The problem: Take each line below that has "cliff" and copy it.

Source data:
********************

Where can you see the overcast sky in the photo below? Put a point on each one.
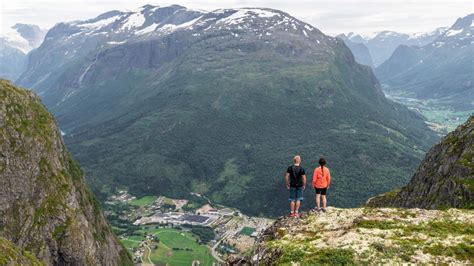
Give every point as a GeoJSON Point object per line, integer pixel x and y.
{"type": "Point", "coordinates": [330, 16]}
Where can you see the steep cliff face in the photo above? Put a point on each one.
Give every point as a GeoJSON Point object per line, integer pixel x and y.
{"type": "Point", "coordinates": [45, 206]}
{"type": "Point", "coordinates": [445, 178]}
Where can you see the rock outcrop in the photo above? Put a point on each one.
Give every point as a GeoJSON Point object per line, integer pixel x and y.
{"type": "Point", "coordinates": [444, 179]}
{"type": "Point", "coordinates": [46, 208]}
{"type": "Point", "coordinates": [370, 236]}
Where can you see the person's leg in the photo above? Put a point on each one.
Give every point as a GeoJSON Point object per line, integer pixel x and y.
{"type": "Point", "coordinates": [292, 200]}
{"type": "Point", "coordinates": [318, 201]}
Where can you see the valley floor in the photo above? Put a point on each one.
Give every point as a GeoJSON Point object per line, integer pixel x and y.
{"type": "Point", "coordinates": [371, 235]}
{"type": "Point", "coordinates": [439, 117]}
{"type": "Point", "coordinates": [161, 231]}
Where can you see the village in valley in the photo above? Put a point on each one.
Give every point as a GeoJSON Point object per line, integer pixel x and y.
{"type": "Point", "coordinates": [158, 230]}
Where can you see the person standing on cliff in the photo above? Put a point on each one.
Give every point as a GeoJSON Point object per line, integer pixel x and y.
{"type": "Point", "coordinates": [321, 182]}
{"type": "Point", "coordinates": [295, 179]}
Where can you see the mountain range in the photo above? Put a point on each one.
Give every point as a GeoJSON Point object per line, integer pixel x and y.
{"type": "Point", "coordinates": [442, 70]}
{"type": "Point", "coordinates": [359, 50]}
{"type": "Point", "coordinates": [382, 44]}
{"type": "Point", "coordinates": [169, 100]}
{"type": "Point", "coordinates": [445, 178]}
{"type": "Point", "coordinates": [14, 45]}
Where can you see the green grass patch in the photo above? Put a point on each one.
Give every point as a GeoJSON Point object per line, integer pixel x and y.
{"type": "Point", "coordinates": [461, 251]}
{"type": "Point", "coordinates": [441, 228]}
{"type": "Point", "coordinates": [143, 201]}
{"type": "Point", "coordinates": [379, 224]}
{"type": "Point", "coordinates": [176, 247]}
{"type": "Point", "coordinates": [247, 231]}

********************

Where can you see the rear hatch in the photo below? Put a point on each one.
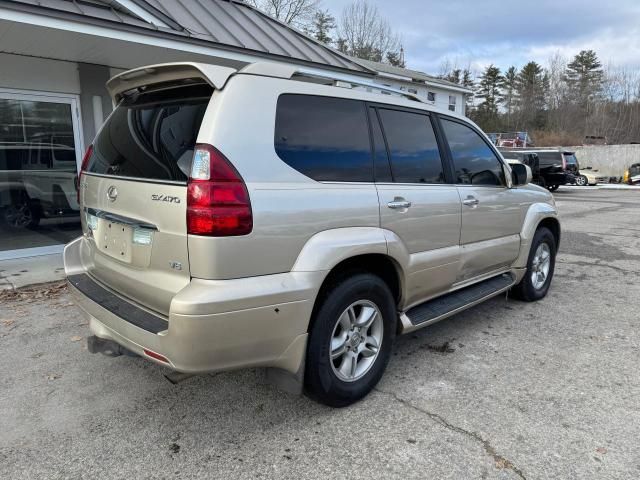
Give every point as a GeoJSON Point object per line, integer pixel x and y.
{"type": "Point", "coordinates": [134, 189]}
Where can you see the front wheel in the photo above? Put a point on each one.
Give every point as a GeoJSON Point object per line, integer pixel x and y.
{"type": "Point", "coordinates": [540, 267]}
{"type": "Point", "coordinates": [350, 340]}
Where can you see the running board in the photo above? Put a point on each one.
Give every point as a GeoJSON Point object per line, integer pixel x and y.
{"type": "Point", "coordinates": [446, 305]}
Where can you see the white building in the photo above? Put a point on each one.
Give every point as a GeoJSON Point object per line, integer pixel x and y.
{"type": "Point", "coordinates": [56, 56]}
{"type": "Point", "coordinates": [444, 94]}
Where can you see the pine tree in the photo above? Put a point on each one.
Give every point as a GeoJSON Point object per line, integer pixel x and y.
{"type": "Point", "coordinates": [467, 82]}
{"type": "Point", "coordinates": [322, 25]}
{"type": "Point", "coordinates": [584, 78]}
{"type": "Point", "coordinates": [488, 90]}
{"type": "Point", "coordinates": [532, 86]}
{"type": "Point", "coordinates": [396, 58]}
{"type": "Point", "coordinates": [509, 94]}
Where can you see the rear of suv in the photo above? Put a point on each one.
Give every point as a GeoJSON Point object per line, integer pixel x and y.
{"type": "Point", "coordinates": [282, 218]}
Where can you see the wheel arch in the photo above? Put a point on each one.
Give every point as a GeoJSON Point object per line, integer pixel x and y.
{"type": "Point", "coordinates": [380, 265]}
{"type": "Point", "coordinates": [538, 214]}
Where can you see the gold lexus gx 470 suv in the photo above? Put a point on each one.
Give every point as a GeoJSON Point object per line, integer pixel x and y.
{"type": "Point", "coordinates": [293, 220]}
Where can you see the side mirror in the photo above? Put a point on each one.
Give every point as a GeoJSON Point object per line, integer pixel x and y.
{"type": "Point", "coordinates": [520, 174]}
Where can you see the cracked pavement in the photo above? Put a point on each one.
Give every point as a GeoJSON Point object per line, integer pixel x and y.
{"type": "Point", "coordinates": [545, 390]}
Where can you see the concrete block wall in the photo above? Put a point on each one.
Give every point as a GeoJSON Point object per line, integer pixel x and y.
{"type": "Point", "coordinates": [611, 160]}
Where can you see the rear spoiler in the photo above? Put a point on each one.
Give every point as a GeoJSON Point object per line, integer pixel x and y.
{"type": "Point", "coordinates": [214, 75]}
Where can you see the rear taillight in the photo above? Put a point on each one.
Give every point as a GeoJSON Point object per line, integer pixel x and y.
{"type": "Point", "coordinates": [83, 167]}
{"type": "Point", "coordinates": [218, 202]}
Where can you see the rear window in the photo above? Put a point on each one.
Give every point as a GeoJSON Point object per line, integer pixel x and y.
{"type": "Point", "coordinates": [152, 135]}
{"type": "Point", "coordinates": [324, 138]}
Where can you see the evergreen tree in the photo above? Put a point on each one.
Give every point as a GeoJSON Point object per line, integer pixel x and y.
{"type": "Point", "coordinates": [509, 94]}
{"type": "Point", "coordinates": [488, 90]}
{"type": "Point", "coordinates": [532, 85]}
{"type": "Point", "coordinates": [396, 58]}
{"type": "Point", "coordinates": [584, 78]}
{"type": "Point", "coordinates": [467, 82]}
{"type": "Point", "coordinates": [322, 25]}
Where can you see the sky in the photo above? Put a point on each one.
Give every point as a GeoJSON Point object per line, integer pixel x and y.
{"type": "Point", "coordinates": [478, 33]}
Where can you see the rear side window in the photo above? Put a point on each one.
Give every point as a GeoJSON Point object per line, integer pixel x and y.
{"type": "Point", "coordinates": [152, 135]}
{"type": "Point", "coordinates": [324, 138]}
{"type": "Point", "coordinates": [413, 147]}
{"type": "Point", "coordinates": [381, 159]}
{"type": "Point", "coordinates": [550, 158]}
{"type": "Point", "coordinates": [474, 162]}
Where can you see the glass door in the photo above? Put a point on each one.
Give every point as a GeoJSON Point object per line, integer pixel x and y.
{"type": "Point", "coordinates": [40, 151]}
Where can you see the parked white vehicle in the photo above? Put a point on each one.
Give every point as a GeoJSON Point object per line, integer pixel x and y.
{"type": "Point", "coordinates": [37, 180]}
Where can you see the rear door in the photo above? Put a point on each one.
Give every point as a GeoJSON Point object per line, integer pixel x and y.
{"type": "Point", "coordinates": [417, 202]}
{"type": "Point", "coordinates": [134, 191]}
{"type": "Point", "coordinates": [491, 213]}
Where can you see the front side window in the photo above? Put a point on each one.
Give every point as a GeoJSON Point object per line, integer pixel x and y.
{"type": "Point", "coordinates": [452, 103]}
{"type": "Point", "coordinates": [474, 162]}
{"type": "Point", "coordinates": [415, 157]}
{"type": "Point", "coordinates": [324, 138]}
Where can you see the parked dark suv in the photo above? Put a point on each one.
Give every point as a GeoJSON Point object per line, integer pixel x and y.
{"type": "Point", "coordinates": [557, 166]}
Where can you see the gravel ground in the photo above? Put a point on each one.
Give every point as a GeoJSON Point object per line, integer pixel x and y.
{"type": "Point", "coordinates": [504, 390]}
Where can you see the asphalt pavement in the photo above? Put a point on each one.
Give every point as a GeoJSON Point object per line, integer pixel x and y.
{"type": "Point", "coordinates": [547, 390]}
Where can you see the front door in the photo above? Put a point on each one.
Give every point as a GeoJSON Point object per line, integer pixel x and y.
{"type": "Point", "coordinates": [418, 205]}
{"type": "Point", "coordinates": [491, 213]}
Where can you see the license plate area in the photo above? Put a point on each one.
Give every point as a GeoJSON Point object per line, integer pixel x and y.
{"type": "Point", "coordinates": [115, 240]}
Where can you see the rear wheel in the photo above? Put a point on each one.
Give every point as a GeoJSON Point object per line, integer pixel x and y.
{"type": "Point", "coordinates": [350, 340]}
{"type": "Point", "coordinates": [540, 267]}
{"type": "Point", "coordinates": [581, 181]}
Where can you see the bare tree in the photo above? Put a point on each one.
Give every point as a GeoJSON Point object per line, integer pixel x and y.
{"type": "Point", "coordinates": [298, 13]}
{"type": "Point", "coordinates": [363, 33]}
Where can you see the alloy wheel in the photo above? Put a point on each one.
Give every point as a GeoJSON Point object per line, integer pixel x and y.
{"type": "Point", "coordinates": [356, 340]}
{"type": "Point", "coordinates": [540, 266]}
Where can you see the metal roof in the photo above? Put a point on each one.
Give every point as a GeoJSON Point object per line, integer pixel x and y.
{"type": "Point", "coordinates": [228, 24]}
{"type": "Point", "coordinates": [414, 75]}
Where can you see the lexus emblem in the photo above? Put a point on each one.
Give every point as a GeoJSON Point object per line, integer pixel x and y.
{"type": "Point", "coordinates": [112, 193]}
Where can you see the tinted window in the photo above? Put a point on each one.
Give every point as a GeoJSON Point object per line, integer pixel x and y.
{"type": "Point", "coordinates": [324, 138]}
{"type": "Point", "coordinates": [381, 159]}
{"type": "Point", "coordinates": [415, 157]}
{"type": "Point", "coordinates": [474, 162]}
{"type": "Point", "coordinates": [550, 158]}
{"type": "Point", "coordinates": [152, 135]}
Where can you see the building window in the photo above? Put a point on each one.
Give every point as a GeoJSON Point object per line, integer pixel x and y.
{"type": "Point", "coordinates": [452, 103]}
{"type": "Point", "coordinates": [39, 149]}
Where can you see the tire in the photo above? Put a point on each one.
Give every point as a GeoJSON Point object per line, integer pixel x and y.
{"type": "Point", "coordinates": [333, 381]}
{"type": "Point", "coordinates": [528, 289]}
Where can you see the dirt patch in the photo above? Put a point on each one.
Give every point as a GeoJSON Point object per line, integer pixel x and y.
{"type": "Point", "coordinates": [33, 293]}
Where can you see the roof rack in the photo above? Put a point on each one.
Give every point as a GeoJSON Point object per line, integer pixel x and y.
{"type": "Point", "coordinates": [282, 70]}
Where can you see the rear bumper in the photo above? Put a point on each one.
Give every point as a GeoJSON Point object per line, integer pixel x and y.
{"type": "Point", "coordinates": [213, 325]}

********************

Answer for the task:
Where can you see the steep cliff face in the photo above? Put a point on each one.
Where can you see the person standing on cliff in the photo above? Put a point on each one.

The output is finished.